(DATA TO PROCESS)

Start of Block

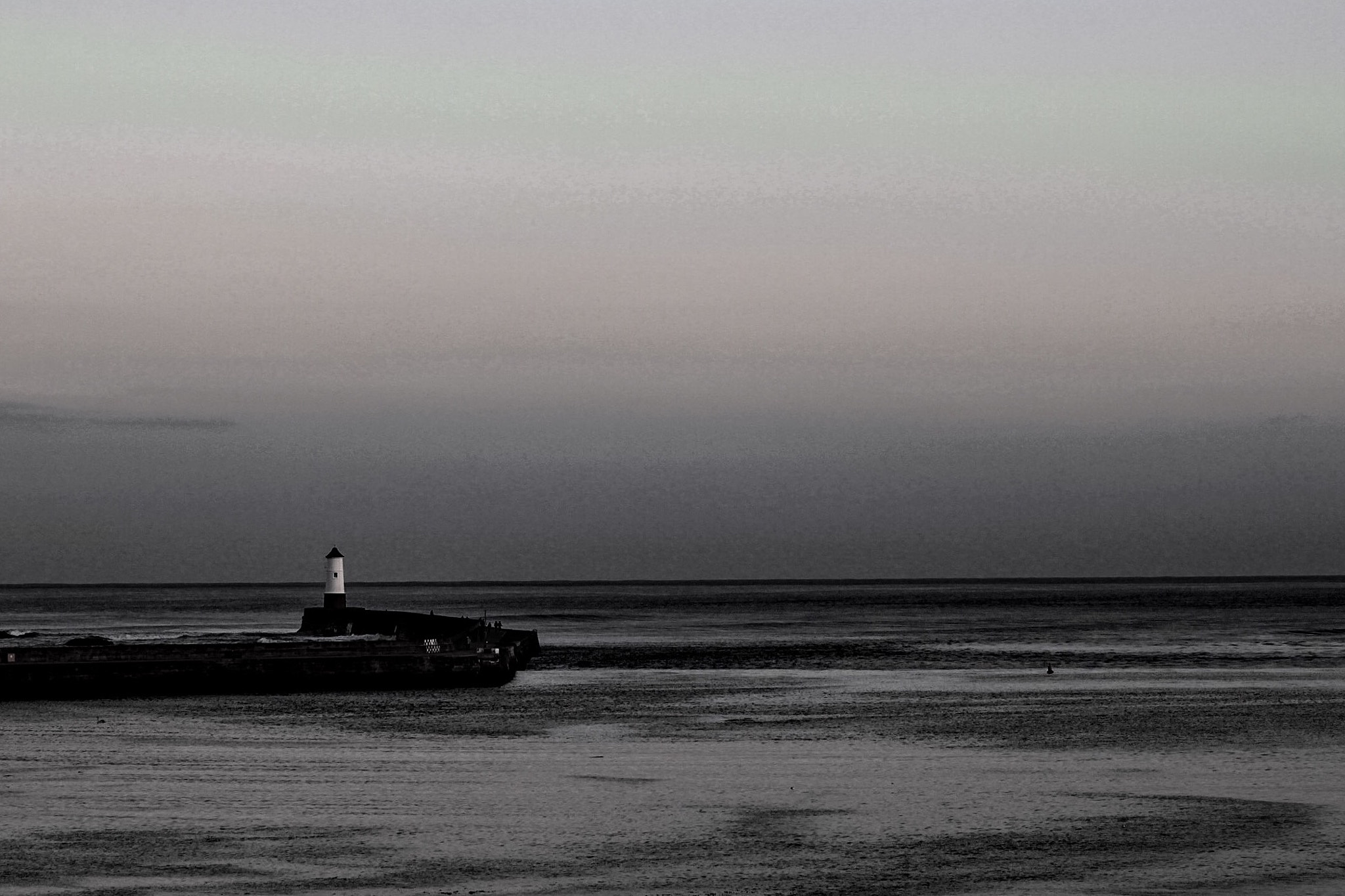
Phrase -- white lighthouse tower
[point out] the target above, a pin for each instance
(334, 598)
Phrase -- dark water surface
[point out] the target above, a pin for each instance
(715, 739)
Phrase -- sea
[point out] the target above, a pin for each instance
(1047, 736)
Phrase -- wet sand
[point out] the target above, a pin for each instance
(743, 781)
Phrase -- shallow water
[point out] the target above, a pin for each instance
(838, 757)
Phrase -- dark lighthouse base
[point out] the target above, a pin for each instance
(422, 652)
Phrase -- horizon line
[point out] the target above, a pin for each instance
(571, 584)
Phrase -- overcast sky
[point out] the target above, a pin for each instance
(586, 289)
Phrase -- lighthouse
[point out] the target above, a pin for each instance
(334, 598)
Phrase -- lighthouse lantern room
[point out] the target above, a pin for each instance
(334, 598)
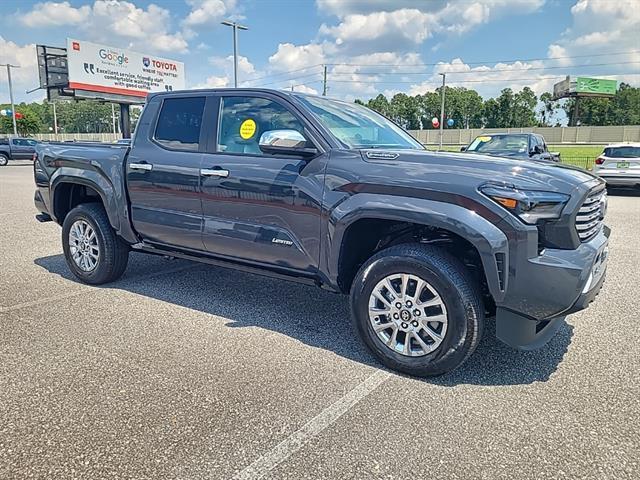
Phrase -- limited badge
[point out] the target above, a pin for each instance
(248, 129)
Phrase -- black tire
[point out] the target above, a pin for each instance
(114, 253)
(452, 281)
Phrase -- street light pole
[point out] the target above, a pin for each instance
(13, 108)
(444, 75)
(236, 26)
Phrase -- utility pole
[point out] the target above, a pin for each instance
(55, 119)
(13, 108)
(236, 26)
(113, 118)
(444, 75)
(324, 82)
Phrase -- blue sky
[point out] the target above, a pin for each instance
(370, 46)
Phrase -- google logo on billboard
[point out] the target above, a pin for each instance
(111, 56)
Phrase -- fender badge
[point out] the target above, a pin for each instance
(280, 241)
(382, 155)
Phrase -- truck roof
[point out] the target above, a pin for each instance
(235, 90)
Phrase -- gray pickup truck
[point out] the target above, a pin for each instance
(528, 146)
(332, 194)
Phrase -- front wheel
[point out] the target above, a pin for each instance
(92, 250)
(417, 309)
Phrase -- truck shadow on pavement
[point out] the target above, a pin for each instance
(310, 315)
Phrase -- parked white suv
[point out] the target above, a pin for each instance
(619, 165)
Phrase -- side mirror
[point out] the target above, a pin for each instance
(285, 142)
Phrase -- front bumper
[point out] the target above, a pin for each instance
(569, 281)
(621, 180)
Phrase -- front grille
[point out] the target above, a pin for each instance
(591, 214)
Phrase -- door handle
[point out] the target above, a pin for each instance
(211, 172)
(141, 166)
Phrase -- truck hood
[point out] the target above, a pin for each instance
(440, 169)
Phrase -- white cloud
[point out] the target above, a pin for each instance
(602, 26)
(245, 67)
(305, 89)
(113, 21)
(55, 14)
(291, 57)
(213, 82)
(409, 24)
(207, 12)
(489, 80)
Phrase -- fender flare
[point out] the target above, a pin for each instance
(91, 179)
(484, 235)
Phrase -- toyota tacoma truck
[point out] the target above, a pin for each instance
(305, 188)
(529, 146)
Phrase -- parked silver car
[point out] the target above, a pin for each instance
(619, 165)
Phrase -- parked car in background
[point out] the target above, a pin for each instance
(619, 165)
(514, 145)
(16, 149)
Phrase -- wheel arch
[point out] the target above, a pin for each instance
(70, 190)
(489, 241)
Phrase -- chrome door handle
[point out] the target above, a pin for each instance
(210, 172)
(141, 166)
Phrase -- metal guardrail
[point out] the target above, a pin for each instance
(578, 161)
(552, 135)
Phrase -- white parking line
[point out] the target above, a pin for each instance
(316, 425)
(86, 289)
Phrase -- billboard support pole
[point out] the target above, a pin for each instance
(55, 118)
(13, 107)
(125, 122)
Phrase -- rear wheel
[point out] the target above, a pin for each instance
(417, 309)
(92, 250)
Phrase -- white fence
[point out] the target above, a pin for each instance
(454, 136)
(553, 135)
(92, 137)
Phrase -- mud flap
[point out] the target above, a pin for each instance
(523, 333)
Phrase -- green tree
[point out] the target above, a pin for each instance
(548, 109)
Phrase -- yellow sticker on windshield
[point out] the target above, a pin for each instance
(248, 129)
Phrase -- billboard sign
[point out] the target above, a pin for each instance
(596, 86)
(562, 89)
(100, 68)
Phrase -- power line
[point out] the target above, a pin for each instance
(486, 61)
(467, 72)
(505, 80)
(292, 78)
(283, 73)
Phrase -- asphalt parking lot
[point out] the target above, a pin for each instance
(181, 370)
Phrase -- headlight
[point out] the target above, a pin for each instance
(530, 206)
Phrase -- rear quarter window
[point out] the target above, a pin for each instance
(622, 152)
(179, 123)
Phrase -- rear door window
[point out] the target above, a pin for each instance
(179, 123)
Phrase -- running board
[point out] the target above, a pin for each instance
(283, 275)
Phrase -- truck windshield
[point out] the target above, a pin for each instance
(357, 126)
(500, 143)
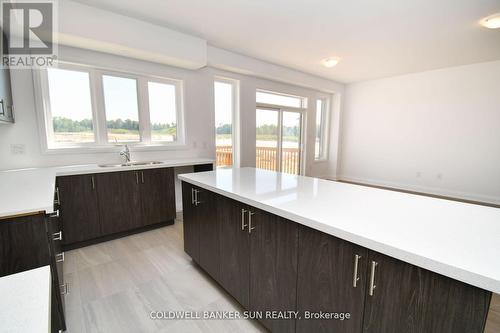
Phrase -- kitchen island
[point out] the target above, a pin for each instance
(396, 262)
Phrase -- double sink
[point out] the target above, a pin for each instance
(129, 164)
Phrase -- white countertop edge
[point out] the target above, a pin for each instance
(453, 272)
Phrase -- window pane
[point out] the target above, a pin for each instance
(120, 102)
(290, 145)
(266, 155)
(223, 99)
(162, 111)
(70, 105)
(318, 149)
(278, 99)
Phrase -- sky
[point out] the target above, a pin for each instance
(70, 97)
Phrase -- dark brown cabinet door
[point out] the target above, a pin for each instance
(235, 250)
(119, 201)
(209, 233)
(326, 281)
(23, 244)
(78, 208)
(190, 223)
(413, 300)
(273, 267)
(157, 192)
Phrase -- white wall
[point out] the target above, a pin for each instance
(199, 114)
(197, 102)
(436, 131)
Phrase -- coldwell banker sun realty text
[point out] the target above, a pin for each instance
(28, 33)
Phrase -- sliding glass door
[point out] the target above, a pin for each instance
(278, 140)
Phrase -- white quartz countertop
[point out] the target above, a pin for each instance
(26, 301)
(29, 191)
(455, 239)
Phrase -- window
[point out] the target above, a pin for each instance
(162, 112)
(86, 107)
(267, 97)
(223, 106)
(70, 106)
(122, 110)
(320, 137)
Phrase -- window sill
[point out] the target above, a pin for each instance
(91, 149)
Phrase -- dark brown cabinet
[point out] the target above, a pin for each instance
(331, 277)
(234, 249)
(77, 196)
(209, 257)
(191, 225)
(30, 242)
(157, 195)
(273, 267)
(57, 258)
(199, 218)
(411, 299)
(119, 201)
(101, 206)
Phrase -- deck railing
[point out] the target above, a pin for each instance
(265, 158)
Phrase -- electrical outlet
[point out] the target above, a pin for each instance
(17, 149)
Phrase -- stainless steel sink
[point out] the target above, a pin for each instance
(111, 165)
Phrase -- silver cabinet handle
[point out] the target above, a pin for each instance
(355, 277)
(372, 278)
(250, 228)
(60, 257)
(57, 201)
(243, 225)
(64, 288)
(57, 236)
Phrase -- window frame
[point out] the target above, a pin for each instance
(101, 144)
(235, 128)
(325, 119)
(283, 108)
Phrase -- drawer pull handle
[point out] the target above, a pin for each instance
(243, 225)
(250, 228)
(57, 236)
(355, 277)
(372, 278)
(60, 257)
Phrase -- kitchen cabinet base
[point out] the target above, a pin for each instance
(73, 246)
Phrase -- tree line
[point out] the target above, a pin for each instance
(62, 124)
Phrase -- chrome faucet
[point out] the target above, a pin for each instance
(125, 153)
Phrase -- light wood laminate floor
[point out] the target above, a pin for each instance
(115, 285)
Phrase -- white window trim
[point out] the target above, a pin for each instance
(325, 122)
(235, 116)
(44, 117)
(282, 108)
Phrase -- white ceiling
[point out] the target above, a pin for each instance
(374, 38)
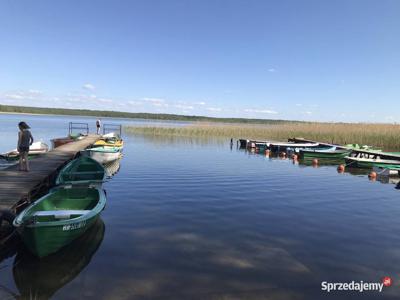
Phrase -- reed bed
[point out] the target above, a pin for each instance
(385, 136)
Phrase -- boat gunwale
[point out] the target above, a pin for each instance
(80, 182)
(96, 210)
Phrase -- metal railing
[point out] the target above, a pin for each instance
(117, 128)
(78, 126)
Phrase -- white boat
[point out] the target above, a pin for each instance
(382, 171)
(35, 149)
(292, 145)
(104, 154)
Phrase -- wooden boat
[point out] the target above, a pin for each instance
(35, 149)
(82, 170)
(41, 278)
(103, 154)
(328, 153)
(58, 218)
(110, 140)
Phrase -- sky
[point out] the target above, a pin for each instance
(335, 60)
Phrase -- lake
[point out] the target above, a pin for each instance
(197, 219)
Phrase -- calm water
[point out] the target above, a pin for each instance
(188, 219)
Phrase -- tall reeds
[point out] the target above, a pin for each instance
(385, 136)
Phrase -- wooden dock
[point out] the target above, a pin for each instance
(18, 187)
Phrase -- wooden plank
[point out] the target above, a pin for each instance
(16, 185)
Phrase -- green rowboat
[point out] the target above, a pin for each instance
(82, 170)
(41, 278)
(330, 153)
(58, 218)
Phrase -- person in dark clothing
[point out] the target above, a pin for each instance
(25, 139)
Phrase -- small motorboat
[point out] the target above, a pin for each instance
(111, 139)
(291, 146)
(365, 162)
(82, 170)
(328, 153)
(103, 154)
(389, 171)
(58, 218)
(35, 149)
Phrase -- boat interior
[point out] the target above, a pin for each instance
(64, 203)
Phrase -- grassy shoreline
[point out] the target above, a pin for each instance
(384, 136)
(128, 115)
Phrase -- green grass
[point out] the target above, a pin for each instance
(385, 136)
(120, 114)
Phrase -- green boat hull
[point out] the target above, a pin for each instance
(42, 241)
(58, 218)
(42, 278)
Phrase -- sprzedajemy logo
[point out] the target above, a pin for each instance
(359, 286)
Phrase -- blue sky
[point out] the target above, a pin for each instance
(306, 60)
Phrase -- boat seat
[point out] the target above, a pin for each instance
(60, 214)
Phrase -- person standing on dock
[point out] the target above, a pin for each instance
(25, 139)
(98, 125)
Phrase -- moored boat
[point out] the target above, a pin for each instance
(365, 162)
(82, 170)
(329, 153)
(41, 278)
(58, 218)
(387, 171)
(35, 149)
(103, 154)
(291, 145)
(110, 140)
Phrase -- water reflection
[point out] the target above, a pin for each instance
(40, 278)
(113, 167)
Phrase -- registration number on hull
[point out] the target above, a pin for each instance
(74, 226)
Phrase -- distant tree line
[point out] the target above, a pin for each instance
(119, 114)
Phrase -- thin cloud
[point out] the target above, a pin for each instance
(214, 109)
(261, 111)
(184, 107)
(89, 87)
(154, 100)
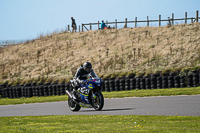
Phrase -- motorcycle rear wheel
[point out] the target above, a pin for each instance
(72, 105)
(98, 102)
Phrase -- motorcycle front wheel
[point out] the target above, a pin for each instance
(98, 102)
(72, 105)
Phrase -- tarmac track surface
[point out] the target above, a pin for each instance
(163, 105)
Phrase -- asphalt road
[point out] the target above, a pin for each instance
(167, 105)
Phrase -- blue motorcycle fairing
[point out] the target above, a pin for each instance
(85, 89)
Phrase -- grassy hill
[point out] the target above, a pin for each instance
(113, 53)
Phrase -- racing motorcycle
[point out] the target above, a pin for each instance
(87, 96)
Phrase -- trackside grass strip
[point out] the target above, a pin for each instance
(100, 123)
(114, 94)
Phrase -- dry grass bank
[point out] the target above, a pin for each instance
(112, 52)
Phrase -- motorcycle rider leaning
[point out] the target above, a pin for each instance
(82, 73)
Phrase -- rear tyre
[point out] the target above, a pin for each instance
(98, 103)
(72, 105)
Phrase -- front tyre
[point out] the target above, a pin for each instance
(98, 103)
(72, 105)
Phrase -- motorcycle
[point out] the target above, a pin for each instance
(87, 96)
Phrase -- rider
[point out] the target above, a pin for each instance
(82, 73)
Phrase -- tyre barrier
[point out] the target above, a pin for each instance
(164, 82)
(195, 79)
(177, 81)
(159, 82)
(107, 87)
(132, 84)
(137, 82)
(122, 84)
(153, 81)
(147, 83)
(117, 88)
(190, 80)
(127, 83)
(182, 81)
(112, 84)
(170, 82)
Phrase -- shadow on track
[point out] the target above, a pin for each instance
(110, 110)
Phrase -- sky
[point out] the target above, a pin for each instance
(27, 19)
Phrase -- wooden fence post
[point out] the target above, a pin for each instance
(172, 18)
(68, 28)
(147, 21)
(159, 20)
(185, 17)
(125, 26)
(116, 23)
(135, 22)
(98, 25)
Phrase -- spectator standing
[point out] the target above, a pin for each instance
(103, 25)
(73, 24)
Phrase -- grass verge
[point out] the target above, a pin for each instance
(114, 94)
(100, 123)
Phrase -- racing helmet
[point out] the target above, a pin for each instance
(87, 66)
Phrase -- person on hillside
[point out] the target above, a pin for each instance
(73, 24)
(83, 72)
(103, 25)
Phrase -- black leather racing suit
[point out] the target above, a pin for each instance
(81, 74)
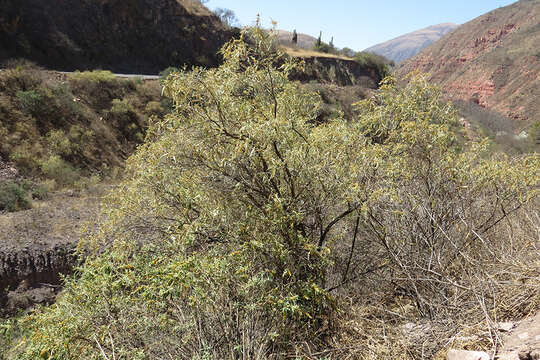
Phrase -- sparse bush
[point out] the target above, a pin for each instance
(30, 101)
(170, 70)
(244, 227)
(93, 76)
(377, 62)
(59, 170)
(13, 197)
(154, 108)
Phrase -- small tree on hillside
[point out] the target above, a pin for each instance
(227, 16)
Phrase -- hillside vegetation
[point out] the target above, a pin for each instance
(62, 130)
(124, 36)
(247, 230)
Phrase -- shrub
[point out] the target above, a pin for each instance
(154, 108)
(377, 62)
(93, 76)
(30, 101)
(170, 70)
(59, 170)
(13, 197)
(243, 227)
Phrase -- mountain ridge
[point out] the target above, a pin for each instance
(407, 45)
(492, 60)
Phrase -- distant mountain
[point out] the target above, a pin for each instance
(405, 46)
(128, 36)
(493, 60)
(304, 41)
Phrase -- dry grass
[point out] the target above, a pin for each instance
(302, 53)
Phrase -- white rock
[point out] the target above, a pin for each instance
(505, 326)
(467, 355)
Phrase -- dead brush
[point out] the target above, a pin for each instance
(496, 282)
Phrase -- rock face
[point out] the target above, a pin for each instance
(338, 71)
(126, 36)
(492, 60)
(37, 248)
(405, 46)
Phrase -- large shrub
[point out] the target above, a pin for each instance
(244, 227)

End of Block

(EXERCISE AIM) Using the listing, collect all lines in which the string "hull" is found.

(TASK ANSWER)
Phrase -- green boat hull
Phrase -- registration number on hull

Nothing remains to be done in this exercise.